• Task instructions:
In the article on birth control pills and breast cancer, how much more likely to have breast cancer were women who recently took high-estrogen pills?

Women who recently took a certain formulation of birth control pills may have an increased risk of breast cancer, according to a new study published in the journal Cancer Research.
Researchers at the Fred Hutchinson Cancer Research Center and the University of Washington in Seattle reviewed health records for oral contraceptive usage among more than 1,100 women with beast cancer, most of whom were diagnosed with the disease in their 40s.
Researchers divided the birth control pills into three categories – those with a low level of synthetic estrogen (about 20 micrograms of ethinyl estradiol), those with a moderate level of estrogen (about 30 to 35 micrograms of ethinyl estradiol or 50 micrograms of mestranol), and those with high levels of estrogen (50 micrograms of ethinyl estradiol or 80 micrograms of mestranol.
The data showed that women who recently took high-estrogen pills were 2.7 times more likely to have breast cancer, and women who took moderate-estrogen pills were about 1.6 times more likely to have the disease. There was no increased risk for women who took the low-dose pills.
Researchers also found that pills containing ethynodiol diacetate, sold under the brand names Continuin and Femulen, carried a 2.6-fold risk, and triphasic combination pills containing 0.75 milligrams of norethindrone sold under the brand name Ortho 75, carried a 3.1-fold risk.
The results were not surprising, as they support previous studies, which have found a slight increased risk of breast cancer with use of some birth control pills.

• Dataset entries:
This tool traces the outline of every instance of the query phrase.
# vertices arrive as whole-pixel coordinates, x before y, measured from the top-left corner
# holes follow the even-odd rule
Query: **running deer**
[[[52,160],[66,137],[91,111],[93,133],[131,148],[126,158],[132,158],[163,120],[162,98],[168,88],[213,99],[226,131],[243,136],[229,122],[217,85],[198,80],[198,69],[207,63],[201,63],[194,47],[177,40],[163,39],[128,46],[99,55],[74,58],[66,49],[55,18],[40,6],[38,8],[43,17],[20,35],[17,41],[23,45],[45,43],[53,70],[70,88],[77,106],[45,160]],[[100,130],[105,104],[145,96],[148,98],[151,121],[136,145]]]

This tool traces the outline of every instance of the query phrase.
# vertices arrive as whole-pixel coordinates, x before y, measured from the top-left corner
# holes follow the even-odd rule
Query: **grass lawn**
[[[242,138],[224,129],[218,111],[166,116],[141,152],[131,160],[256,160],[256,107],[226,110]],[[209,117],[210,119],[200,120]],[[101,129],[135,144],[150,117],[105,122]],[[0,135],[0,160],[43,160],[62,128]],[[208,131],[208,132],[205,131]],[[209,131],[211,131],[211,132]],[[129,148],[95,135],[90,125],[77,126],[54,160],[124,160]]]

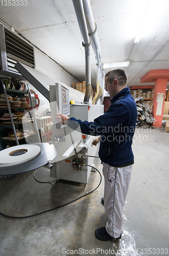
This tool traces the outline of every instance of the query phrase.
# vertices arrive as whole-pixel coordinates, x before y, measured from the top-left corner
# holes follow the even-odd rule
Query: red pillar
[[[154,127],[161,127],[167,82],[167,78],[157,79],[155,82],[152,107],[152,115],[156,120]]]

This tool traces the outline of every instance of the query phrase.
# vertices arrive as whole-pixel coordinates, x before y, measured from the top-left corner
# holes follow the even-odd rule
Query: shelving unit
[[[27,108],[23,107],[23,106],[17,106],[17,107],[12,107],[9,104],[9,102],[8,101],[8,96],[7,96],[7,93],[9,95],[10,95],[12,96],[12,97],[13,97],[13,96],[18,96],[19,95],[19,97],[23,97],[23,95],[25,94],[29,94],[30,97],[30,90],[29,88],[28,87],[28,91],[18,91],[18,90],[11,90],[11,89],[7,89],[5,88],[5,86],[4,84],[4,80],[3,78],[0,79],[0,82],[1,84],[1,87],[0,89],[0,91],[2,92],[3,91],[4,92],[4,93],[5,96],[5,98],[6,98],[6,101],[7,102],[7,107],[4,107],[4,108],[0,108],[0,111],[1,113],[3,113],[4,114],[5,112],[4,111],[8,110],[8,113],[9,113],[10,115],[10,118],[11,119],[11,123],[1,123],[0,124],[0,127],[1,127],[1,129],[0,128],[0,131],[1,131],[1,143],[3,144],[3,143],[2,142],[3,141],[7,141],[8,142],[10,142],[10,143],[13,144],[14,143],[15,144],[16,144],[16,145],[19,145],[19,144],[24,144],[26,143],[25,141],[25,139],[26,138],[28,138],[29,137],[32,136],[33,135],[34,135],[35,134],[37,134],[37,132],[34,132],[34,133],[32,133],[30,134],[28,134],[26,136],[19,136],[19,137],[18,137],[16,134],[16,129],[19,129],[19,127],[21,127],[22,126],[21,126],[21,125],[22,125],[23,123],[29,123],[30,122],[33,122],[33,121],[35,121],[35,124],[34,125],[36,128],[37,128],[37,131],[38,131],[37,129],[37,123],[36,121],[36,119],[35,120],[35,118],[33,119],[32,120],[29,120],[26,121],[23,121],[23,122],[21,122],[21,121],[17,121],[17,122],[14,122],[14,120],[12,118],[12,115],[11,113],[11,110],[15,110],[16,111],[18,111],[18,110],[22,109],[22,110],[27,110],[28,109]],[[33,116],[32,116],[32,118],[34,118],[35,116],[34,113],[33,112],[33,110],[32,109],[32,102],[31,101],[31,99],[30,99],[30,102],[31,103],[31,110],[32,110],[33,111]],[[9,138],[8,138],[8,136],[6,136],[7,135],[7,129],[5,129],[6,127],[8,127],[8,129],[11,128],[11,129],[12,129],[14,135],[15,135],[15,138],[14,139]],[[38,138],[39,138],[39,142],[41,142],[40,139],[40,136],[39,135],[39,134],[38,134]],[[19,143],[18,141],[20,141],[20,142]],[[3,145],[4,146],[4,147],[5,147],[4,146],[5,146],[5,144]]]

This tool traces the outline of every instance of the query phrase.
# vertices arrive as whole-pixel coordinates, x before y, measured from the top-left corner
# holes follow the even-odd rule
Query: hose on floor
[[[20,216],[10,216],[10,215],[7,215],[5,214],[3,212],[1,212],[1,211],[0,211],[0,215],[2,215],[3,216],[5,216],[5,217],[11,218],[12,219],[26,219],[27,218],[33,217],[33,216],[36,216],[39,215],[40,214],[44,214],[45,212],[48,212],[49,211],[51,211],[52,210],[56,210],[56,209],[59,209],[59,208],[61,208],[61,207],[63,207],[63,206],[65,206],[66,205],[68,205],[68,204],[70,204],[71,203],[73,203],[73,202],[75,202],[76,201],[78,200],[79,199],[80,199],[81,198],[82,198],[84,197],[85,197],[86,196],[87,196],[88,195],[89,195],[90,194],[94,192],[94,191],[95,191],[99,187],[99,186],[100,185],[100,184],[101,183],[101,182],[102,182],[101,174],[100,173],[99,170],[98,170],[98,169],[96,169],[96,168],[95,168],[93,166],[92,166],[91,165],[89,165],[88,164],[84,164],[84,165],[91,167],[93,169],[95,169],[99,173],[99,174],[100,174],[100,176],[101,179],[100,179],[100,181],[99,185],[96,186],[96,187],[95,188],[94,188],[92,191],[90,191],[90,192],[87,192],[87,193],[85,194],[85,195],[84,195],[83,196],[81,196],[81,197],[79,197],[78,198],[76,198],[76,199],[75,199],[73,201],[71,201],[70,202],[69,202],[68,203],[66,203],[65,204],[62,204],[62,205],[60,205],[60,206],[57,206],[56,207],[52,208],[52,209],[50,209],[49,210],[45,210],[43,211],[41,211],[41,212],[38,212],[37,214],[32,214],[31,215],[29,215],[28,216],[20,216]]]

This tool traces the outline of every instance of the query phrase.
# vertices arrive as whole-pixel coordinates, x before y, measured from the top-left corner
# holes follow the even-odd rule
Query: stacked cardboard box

• Response to the exercise:
2.7 times more likely